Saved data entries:
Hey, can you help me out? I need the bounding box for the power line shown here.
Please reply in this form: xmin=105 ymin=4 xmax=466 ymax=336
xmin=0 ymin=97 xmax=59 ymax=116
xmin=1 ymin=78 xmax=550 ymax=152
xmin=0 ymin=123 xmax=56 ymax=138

WORK REQUEST:
Restate the records above word for word.

RESPONSE BOX:
Hey, can you help me out? I need the bounding box for the power line shown here.
Please reply in this form: xmin=105 ymin=4 xmax=466 ymax=336
xmin=0 ymin=97 xmax=59 ymax=116
xmin=1 ymin=78 xmax=550 ymax=152
xmin=0 ymin=123 xmax=56 ymax=138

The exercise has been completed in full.